** begin **

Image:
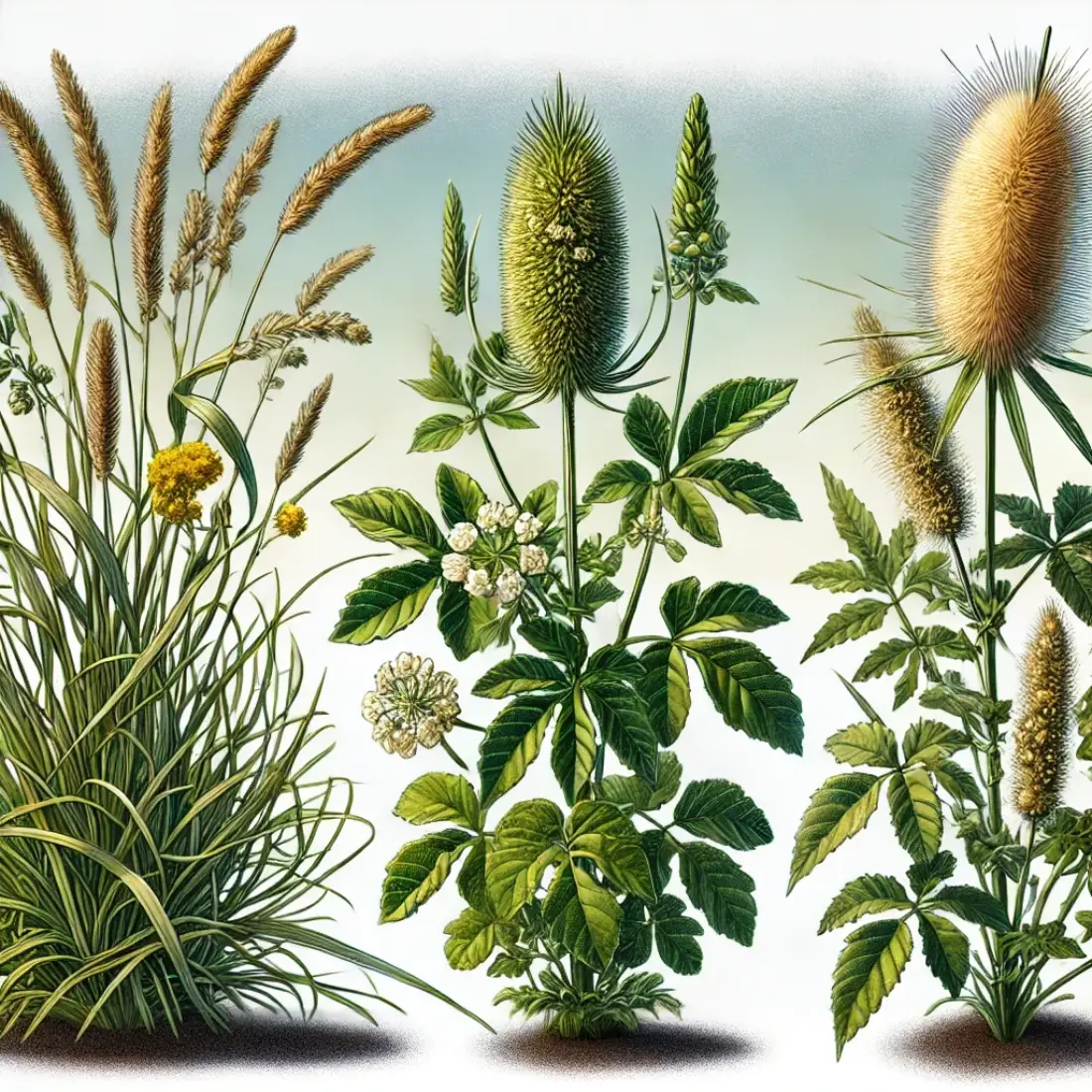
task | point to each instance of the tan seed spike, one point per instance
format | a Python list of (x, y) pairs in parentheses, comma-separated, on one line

** end **
** begin **

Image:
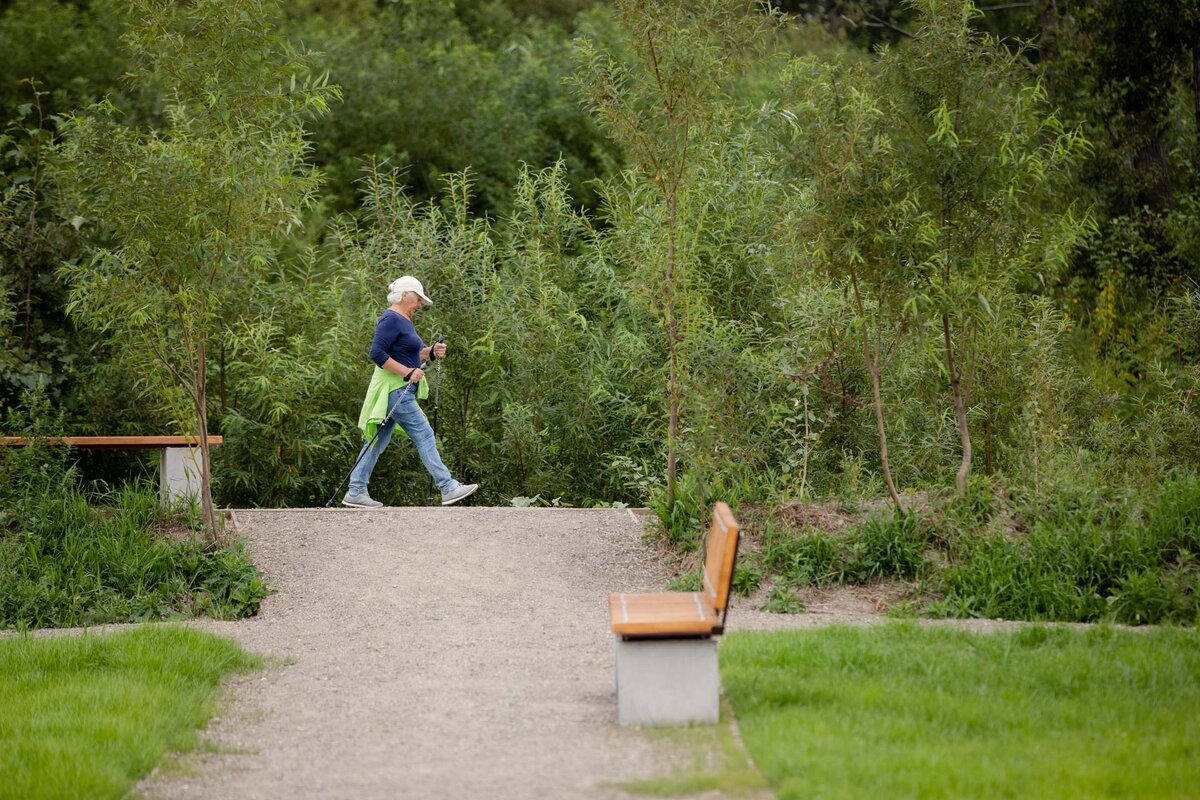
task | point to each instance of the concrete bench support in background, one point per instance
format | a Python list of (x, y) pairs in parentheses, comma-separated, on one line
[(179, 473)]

** end **
** begin **

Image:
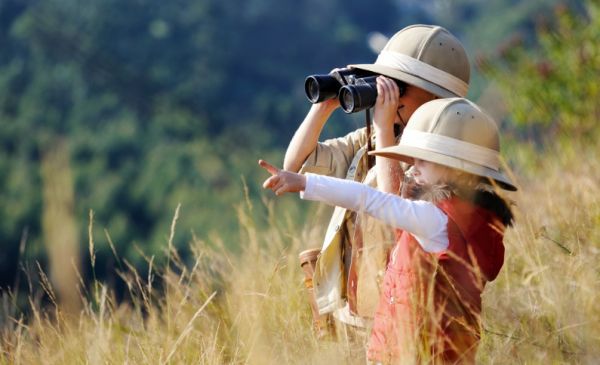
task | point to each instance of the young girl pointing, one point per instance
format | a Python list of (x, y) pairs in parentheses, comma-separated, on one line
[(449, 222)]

** end **

Exercise goal:
Collect every line in the records above that contains the word "instance", and copy each of those lines in full.

Exercise response:
task | point to each instance of the tan seed spike, one point per instance
task | point to each instance of the concrete bench support in background, one point per instance
task | point to each instance of the young girl pointing, one point per instance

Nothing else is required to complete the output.